• [PROBLEM TO WORK ON]: Swap "tree trunk" for "tree stem" in the part that opens with the line containing "Expected: a point inside each instance of the woodland" and closes with the line containing "point(10, 321)", including both of those lines. Return that part with everything else left unchanged.

[Location labeling entries]
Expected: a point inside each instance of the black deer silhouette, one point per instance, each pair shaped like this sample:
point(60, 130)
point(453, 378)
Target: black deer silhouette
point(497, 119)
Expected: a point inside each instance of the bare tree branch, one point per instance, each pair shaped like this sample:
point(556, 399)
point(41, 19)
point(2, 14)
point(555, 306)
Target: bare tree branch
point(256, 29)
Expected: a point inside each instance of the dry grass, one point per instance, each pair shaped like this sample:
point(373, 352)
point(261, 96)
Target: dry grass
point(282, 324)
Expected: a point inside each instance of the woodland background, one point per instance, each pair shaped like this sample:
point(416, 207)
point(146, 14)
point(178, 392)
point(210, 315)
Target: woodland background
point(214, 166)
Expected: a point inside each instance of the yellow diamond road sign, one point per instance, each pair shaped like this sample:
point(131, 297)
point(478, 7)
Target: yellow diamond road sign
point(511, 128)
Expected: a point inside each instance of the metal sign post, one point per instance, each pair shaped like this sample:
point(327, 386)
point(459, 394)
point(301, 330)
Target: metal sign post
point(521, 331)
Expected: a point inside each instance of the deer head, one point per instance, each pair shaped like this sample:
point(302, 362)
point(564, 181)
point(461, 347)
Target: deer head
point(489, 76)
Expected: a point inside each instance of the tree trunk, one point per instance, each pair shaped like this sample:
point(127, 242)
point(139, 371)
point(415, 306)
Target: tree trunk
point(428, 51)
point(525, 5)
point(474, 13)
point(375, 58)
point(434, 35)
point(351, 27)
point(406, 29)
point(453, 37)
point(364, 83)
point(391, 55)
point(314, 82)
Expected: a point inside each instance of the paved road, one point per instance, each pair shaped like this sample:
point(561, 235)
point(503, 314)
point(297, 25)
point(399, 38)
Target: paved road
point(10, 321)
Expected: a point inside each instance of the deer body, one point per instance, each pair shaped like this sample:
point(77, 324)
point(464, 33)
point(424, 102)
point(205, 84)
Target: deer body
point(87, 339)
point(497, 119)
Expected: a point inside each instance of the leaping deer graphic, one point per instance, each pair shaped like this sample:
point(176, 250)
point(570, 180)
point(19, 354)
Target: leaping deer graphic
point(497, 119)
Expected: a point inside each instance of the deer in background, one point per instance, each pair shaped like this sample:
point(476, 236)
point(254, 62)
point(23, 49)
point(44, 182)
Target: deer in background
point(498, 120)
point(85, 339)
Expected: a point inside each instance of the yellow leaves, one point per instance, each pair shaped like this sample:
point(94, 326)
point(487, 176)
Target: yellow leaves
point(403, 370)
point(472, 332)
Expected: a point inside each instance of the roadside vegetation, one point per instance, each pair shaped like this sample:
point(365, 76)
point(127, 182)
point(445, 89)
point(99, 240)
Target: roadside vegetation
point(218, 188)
* * *
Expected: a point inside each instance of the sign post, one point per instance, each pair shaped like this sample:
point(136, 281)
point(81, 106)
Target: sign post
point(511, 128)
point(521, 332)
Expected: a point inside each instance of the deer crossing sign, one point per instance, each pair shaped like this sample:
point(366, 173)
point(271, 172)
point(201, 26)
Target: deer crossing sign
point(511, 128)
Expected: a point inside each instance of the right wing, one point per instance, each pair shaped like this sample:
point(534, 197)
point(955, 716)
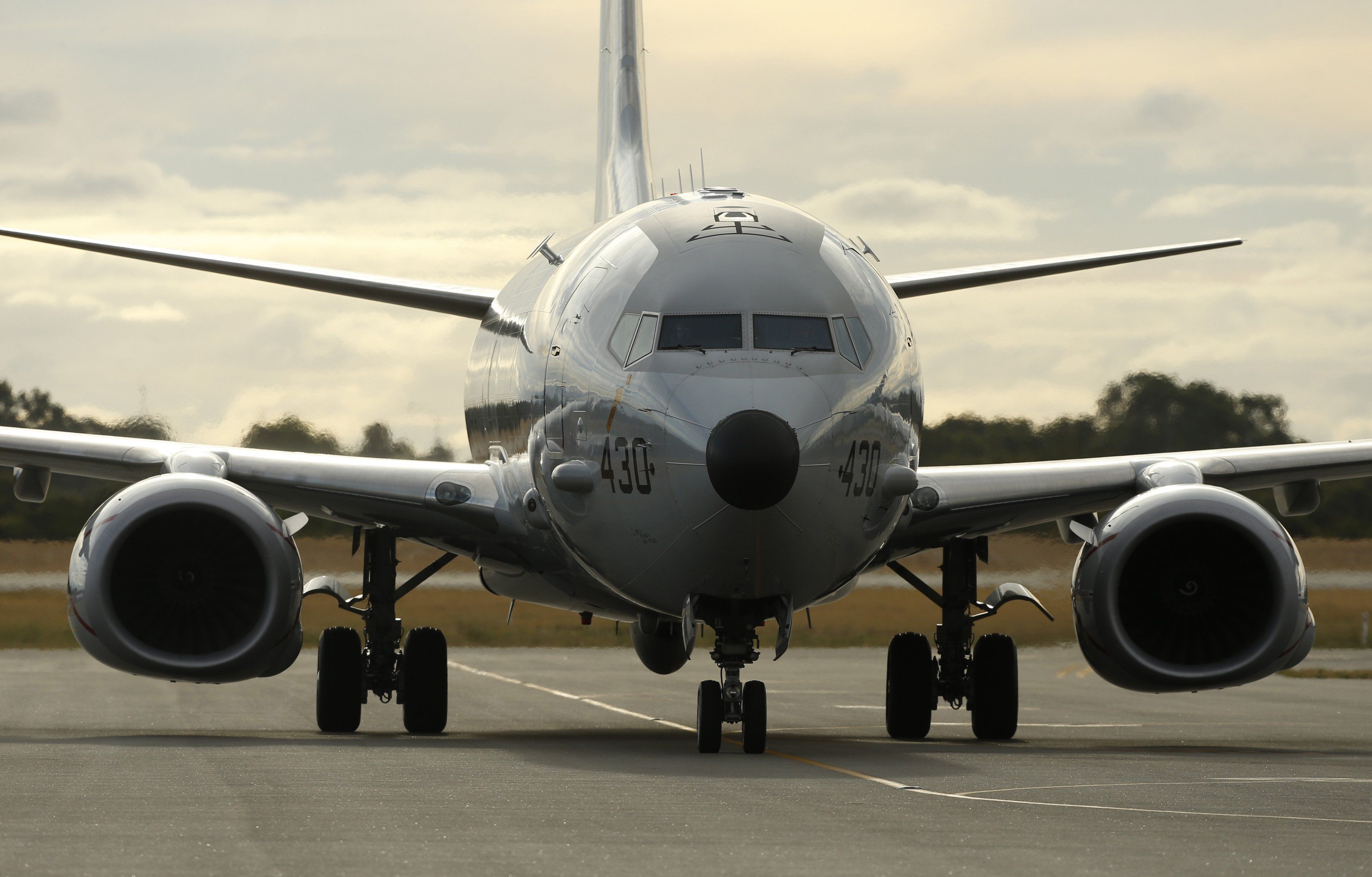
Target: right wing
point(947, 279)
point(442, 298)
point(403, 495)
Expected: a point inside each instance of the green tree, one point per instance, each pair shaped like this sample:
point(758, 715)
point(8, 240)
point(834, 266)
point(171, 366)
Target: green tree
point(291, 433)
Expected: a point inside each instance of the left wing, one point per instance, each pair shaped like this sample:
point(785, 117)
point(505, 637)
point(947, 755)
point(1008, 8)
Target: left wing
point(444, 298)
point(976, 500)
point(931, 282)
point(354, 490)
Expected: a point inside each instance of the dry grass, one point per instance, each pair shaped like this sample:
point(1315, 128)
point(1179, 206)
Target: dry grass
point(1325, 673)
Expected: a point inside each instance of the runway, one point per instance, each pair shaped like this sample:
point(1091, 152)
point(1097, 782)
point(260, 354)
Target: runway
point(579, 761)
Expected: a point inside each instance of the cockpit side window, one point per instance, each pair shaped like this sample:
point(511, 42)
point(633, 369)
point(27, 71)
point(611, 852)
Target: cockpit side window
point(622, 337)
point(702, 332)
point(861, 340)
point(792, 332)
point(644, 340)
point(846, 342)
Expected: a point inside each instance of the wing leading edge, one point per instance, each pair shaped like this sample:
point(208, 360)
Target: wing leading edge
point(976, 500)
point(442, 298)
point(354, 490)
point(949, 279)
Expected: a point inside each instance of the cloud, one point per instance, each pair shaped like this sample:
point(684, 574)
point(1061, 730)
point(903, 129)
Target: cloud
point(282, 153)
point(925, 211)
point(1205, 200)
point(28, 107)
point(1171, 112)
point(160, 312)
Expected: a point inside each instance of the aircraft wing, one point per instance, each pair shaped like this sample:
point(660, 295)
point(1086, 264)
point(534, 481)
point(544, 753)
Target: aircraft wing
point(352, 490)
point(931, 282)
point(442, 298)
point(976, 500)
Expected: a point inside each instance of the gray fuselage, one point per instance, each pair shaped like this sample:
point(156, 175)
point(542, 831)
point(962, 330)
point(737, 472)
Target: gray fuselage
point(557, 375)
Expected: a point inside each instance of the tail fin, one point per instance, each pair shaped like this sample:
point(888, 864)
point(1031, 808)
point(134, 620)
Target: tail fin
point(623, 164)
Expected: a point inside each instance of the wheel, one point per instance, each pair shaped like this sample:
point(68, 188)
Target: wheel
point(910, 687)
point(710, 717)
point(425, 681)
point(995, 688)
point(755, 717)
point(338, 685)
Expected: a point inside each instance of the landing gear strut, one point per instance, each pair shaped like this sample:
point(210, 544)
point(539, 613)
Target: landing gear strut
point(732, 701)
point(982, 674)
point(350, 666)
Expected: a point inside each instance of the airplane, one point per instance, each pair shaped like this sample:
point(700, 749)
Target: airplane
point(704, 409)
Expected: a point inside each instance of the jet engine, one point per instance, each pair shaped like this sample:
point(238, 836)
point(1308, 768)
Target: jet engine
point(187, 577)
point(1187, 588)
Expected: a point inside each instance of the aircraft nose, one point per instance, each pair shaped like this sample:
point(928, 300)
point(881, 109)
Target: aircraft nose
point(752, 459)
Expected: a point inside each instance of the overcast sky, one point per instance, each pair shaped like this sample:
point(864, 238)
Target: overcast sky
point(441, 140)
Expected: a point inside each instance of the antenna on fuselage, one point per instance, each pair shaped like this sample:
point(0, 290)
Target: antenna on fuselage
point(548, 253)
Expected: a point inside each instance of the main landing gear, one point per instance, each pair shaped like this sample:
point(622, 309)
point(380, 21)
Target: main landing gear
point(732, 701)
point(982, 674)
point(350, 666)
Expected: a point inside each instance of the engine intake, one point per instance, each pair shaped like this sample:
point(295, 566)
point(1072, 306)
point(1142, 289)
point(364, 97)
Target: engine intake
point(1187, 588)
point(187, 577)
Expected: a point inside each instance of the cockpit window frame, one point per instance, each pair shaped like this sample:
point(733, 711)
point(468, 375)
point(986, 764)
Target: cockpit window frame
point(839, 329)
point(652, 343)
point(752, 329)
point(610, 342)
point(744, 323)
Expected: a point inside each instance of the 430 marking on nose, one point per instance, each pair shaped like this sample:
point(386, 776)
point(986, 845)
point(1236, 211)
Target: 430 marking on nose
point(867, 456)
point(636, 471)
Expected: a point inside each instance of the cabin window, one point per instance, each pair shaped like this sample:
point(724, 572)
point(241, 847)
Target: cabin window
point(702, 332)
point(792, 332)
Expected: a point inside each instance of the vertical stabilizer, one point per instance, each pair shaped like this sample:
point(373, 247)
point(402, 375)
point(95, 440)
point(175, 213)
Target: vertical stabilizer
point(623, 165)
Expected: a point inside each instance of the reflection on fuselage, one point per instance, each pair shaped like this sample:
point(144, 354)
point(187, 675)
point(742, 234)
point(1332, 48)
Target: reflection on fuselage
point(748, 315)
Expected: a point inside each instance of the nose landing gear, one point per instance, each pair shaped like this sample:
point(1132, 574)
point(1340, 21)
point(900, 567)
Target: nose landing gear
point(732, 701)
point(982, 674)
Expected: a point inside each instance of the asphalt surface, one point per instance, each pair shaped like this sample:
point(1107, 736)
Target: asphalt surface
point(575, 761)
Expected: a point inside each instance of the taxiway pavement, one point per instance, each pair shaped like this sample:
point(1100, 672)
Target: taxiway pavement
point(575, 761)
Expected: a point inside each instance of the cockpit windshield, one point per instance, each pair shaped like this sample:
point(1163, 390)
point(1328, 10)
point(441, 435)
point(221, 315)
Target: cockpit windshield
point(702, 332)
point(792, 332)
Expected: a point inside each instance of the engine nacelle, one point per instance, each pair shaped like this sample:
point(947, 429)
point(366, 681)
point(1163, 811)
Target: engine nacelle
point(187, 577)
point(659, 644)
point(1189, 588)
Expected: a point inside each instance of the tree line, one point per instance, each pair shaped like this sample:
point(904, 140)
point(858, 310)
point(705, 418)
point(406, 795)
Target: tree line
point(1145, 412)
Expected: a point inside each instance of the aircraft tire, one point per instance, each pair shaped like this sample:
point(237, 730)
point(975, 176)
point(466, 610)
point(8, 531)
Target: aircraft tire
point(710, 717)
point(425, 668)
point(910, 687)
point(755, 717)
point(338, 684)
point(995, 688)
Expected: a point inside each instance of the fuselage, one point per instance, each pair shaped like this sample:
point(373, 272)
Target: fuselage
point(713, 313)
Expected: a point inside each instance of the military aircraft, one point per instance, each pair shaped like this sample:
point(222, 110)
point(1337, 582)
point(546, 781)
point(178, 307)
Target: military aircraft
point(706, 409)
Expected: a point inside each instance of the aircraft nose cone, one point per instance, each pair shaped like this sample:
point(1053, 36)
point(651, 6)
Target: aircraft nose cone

• [RESPONSE TO THE EXERCISE]:
Expected: a point inside each instance of the woodland background, one point per instance, each pair shaped like this sample:
point(416, 207)
point(146, 14)
point(178, 392)
point(210, 315)
Target: woodland background
point(214, 166)
Expected: a point inside each instance of the yellow diamond road sign, one point per instance, each pair shaped like this sample:
point(131, 297)
point(478, 7)
Target: yellow diamond road sign
point(511, 128)
Expected: a point inside each instance of the metal sign post, one point per instance, each pair shaped like this sample:
point(327, 386)
point(459, 394)
point(301, 330)
Target: metal sign post
point(521, 331)
Expected: a point inside each instance of the deer head, one point per instance, each pair shaped like this sample:
point(302, 362)
point(564, 181)
point(461, 347)
Target: deer head
point(489, 76)
Expected: a point inside each instance of the tree stem, one point per instance, each pair shaped like this sample:
point(127, 242)
point(139, 371)
point(415, 306)
Target: tree stem
point(428, 51)
point(525, 5)
point(474, 13)
point(375, 58)
point(434, 35)
point(351, 27)
point(406, 29)
point(453, 37)
point(364, 83)
point(391, 55)
point(314, 82)
Expected: a point inside each instance of the paved road, one point per instance, each pair shaped like this sample:
point(561, 235)
point(503, 314)
point(297, 25)
point(399, 38)
Target: paved road
point(10, 321)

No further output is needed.